Texto para analizar:
Parece indudable que los tiranos comparten ciertas características. Suelen tener una hipertrofiada autopercepción rayana en el narcisismo. Se creen infinitamente mejor dotados que sus compatriotas. Hablan horas y horas porque disfrutan escuchándose. ¡Son tan brillantes! Eso los lleva a confiar más en sus propias intuiciones que en el consejo de sus asesores. Incluso, rechazan la idea de tener asesores. Eso sería admitir que hay unas personas más perspicaces y competentes que ellos.
Los dictadores, además, carecen de empatía: no consiguen imaginarse ni les importa el dolor del otro. El otro, incluso, debe entender dulce y comprensivamente que le conviene sufrir por la sabia decisión tomada por el líder. A Mao lo traía sin cuidado la muerte de millones de personas. ¿Qué significa una montaña de cadáveres ante la realización de una epopeya histórica en la que él era el principal protagonista? Por eso los tiranos pueden matar a sus adversarios, torturarlos, encerrarlos en calabozos o humillarlos sin el menor vestigio de remordimiento. Por eso son capaces de castigar a sus partidarios cuando creen adivinar el menor síntoma de debilidad. Sin embargo, simultáneamente, se sienten motivados por una intensa solidaridad con el género humano. Aman a la especie en abstracto, pero desprecian al prójimo de carne y hueso.

Datos:
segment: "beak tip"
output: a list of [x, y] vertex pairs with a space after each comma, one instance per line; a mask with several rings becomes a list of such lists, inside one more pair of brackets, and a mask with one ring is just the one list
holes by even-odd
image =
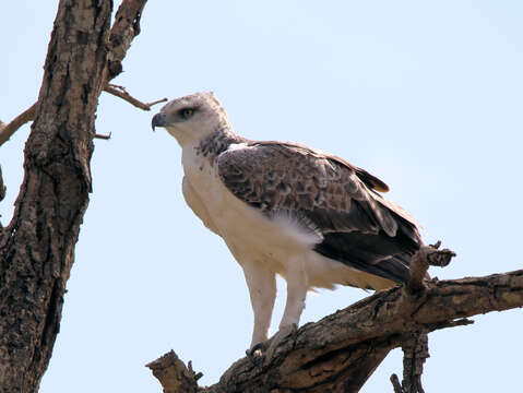
[[153, 119], [151, 120], [151, 128], [153, 131], [155, 131], [156, 127], [163, 127], [164, 126], [164, 116], [162, 114], [156, 114], [153, 116]]

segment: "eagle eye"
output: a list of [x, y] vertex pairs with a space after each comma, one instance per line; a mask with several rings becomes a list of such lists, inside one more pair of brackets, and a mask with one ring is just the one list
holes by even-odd
[[194, 109], [192, 108], [185, 108], [180, 110], [180, 115], [183, 119], [189, 119], [192, 115], [194, 115]]

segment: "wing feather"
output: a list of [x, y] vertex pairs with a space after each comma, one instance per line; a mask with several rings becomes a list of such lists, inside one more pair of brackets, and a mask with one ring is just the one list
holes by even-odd
[[417, 224], [375, 190], [384, 182], [342, 158], [300, 144], [250, 142], [217, 157], [224, 184], [270, 217], [296, 216], [321, 236], [314, 251], [394, 282], [408, 277]]

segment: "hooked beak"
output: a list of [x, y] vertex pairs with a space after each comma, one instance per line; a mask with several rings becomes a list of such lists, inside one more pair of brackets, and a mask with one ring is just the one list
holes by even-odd
[[153, 131], [156, 127], [165, 127], [165, 116], [164, 114], [159, 112], [153, 116], [153, 120], [151, 120], [151, 127]]

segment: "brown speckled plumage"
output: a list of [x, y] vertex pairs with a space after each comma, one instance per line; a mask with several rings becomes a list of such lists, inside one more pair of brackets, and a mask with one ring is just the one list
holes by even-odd
[[295, 143], [246, 142], [217, 155], [237, 198], [264, 215], [287, 215], [321, 236], [314, 250], [395, 282], [419, 248], [416, 223], [375, 189], [385, 183], [342, 158]]

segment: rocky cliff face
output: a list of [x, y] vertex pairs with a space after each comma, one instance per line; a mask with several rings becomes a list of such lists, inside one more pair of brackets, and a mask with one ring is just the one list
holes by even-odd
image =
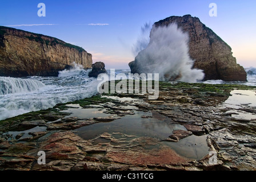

Tareas:
A. Reproduce del texto sobre los tiranos el fragmento que va desde "Parece indudable que" hasta "competentes que ellos.", ambos incluidos.
B. Según el texto sobre los tiranos, ¿qué aman los dictadores en abstracto?
Los registros son un material aparte, independiente del texto.

Respuestas:
A.
Parece indudable que los tiranos comparten ciertas características. Suelen tener una hipertrofiada autopercepción rayana en el narcisismo. Se creen infinitamente mejor dotados que sus compatriotas. Hablan horas y horas porque disfrutan escuchándose. ¡Son tan brillantes! Eso los lleva a confiar más en sus propias intuiciones que en el consejo de sus asesores. Incluso, rechazan la idea de tener asesores. Eso sería admitir que hay unas personas más perspicaces y competentes que ellos.

B. A la especie.